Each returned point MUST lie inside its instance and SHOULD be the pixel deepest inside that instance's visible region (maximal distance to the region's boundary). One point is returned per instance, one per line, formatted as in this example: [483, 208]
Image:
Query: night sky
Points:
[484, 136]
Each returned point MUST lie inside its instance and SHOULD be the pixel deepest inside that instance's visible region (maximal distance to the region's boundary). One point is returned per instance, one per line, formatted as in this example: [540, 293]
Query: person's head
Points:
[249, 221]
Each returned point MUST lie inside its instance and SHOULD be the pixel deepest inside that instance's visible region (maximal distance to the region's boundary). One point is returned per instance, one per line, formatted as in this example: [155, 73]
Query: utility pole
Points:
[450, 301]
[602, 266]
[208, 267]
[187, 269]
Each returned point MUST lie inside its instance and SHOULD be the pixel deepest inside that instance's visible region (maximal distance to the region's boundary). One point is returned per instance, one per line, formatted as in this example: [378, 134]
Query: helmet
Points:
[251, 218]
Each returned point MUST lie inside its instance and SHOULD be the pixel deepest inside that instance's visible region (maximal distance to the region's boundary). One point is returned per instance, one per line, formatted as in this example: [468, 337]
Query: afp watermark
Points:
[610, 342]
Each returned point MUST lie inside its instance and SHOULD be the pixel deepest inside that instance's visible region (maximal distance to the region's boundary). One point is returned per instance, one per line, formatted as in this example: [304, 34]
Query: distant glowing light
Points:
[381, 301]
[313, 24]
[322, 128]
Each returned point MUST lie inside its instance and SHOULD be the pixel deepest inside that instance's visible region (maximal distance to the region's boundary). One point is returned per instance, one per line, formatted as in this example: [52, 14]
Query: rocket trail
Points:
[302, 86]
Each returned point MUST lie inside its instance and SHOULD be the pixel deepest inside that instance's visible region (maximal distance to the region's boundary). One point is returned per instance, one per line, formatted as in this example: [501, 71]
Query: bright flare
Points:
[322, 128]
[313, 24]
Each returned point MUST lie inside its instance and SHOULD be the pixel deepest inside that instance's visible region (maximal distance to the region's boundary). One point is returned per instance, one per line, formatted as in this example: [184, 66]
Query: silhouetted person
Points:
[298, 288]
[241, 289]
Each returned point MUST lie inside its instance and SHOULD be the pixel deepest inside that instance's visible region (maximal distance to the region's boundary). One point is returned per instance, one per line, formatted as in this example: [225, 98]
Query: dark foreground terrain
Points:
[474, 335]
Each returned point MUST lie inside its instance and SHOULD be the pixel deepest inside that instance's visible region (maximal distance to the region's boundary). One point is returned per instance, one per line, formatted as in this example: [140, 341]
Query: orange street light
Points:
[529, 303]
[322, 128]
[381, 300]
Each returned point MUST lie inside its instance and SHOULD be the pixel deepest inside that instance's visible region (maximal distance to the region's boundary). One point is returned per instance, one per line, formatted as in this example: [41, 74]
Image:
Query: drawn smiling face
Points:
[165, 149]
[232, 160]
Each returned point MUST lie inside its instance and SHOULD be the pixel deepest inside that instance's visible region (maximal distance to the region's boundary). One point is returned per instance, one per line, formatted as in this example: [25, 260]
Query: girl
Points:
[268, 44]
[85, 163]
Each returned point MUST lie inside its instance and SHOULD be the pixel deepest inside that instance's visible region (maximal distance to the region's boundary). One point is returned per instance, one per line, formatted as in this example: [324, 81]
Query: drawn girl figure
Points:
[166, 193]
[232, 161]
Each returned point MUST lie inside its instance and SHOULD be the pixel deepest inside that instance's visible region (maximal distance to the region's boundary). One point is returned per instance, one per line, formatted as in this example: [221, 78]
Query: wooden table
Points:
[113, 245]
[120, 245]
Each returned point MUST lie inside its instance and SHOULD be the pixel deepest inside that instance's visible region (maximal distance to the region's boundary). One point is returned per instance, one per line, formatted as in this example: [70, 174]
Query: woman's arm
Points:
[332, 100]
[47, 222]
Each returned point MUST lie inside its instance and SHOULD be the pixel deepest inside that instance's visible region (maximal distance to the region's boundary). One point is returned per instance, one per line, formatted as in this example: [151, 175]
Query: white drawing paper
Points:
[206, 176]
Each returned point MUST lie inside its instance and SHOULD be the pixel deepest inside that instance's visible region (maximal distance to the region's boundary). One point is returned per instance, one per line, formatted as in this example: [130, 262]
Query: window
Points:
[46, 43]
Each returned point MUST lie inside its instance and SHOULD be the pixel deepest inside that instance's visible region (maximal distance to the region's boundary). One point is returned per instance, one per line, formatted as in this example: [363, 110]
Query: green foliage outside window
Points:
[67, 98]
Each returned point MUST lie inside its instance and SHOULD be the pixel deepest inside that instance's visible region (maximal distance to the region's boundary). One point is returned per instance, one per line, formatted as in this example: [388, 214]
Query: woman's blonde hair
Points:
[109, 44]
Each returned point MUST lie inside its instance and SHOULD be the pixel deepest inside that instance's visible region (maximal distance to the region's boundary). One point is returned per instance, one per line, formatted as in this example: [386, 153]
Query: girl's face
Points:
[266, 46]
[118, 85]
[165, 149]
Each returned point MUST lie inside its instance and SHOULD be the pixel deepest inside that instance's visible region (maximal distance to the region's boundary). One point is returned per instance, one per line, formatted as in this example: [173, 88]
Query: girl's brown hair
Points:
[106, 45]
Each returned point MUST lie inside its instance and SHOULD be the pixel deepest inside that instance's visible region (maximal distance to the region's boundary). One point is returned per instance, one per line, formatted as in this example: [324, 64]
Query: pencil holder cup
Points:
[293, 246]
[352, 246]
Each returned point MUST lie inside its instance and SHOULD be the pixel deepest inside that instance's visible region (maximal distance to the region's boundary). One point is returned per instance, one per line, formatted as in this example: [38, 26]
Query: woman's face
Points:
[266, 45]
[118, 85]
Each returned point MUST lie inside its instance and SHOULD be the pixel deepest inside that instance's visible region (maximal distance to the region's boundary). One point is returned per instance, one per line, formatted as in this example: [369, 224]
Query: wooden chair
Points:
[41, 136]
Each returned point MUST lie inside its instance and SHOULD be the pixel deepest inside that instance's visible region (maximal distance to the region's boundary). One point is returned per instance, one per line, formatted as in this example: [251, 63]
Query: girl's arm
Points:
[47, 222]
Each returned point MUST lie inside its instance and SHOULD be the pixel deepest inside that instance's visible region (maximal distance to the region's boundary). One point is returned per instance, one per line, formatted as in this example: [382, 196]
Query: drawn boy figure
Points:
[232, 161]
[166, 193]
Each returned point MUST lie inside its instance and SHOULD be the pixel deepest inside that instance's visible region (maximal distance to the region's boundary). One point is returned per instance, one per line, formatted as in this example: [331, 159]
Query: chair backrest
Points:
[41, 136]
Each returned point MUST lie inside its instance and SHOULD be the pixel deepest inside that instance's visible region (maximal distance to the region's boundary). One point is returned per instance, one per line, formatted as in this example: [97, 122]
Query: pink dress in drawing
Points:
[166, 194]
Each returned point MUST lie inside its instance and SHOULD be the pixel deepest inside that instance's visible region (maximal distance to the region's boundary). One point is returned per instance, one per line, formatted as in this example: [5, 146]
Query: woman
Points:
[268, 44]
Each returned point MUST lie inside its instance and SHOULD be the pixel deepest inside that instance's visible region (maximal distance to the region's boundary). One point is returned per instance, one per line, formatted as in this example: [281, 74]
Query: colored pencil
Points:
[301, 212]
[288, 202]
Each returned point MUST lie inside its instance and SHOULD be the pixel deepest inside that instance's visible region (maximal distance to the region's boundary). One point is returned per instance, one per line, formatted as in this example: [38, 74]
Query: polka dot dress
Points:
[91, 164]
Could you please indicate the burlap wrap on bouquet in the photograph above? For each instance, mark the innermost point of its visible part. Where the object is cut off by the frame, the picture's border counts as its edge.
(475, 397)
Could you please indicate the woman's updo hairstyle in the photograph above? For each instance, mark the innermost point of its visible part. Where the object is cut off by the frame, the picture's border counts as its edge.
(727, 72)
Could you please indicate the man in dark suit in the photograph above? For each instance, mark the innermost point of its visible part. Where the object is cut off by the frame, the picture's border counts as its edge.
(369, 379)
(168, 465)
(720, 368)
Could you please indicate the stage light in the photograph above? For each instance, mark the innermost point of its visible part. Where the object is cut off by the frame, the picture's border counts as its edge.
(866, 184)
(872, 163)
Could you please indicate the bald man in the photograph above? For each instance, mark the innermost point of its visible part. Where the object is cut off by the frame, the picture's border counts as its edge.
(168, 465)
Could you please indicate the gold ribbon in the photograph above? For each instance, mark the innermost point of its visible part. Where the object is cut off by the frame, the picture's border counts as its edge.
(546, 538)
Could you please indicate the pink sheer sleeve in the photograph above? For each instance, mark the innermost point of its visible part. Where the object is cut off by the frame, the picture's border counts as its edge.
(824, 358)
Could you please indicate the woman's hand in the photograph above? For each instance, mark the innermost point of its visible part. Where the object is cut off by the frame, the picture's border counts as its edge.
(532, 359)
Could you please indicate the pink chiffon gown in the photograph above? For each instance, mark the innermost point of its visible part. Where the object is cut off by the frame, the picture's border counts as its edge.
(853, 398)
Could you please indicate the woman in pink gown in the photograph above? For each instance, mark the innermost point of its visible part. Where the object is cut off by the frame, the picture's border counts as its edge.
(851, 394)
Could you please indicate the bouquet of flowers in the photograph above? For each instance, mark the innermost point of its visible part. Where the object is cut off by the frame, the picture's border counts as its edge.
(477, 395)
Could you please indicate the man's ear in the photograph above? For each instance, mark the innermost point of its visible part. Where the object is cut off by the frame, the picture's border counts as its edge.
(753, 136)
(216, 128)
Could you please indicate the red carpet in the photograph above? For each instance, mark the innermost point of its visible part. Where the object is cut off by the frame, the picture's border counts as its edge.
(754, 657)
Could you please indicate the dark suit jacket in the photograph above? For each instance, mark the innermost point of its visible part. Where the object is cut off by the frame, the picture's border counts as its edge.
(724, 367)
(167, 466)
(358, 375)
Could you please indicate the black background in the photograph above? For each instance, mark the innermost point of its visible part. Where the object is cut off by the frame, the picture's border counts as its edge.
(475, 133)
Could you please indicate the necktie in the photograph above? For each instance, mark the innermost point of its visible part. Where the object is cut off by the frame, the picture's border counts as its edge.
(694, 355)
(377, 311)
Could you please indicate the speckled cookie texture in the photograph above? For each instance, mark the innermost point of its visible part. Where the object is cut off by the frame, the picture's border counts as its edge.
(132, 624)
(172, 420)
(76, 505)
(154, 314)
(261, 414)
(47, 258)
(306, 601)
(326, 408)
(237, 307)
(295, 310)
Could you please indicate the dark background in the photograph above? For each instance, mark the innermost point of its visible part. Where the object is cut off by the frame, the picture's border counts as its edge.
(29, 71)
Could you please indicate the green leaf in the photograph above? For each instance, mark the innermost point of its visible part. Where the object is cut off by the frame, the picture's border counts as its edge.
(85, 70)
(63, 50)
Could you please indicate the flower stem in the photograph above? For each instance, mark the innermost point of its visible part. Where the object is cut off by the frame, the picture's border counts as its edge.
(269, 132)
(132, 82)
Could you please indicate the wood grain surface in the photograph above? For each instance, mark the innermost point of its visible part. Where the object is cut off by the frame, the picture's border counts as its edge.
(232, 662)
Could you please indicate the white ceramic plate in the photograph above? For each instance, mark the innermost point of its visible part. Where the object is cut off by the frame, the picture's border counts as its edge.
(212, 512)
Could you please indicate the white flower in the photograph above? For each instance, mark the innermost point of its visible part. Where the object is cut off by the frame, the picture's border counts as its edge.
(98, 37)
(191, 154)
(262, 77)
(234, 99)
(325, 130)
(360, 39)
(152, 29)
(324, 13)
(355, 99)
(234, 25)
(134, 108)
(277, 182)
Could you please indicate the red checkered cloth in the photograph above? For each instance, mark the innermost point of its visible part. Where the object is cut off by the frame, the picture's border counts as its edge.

=== The task ===
Rescale everything from the line containing "Could you please indicate the dark background" down to the final line, both ends included. Write those lines out again, requests and all, with each answer coordinate multiplied by 2.4 and rounded to a whole number (halves go up).

=== Solved problem ===
Could you please indicate the dark background in the photograph above? For each instance, mark the innermost point of its visible part. Where the object is cut off by the frame, the picture's border counts as its edge.
(70, 170)
Could you please indicate the green leaf in the photograph above? For each instance, mark the innermost point of its visible part. Where the object is cut off by the frame, the picture's border counts as its edge.
(204, 168)
(151, 120)
Could you please indicate the flower stem in the photograph above? For each instance, mark the innermost point of its visible part. Where the object is cut off by the frame, the picture's border counts as its edge.
(646, 317)
(317, 197)
Could you please indicate the wood grain surface in the photograph above? For each instance, mark the innermost point of its visible part. Where the object is cut off by the frame, the picture's border counts as its edge.
(557, 1589)
Could you please indicate the white ceramic plate in the photograph above? For each instance, mark the innermost point of its visible part. Where the object is cut off by the frame, the picture's border counts as its edge.
(509, 1229)
Could you please indicate the white flower in the photograph above? For each instance, mark the innermost point of its visible part. Where the object is cut off by the frame, the picture's border counts as its edge.
(235, 89)
(458, 370)
(629, 185)
(562, 238)
(780, 312)
(864, 94)
(365, 70)
(778, 31)
(852, 238)
(562, 60)
(322, 259)
(665, 437)
Could you please indicate the red checkered cloth in the photograph above? For each instance, mark the innermost point of its visible part. Where the object is cut off by the frame, the picture's border counts as its edge.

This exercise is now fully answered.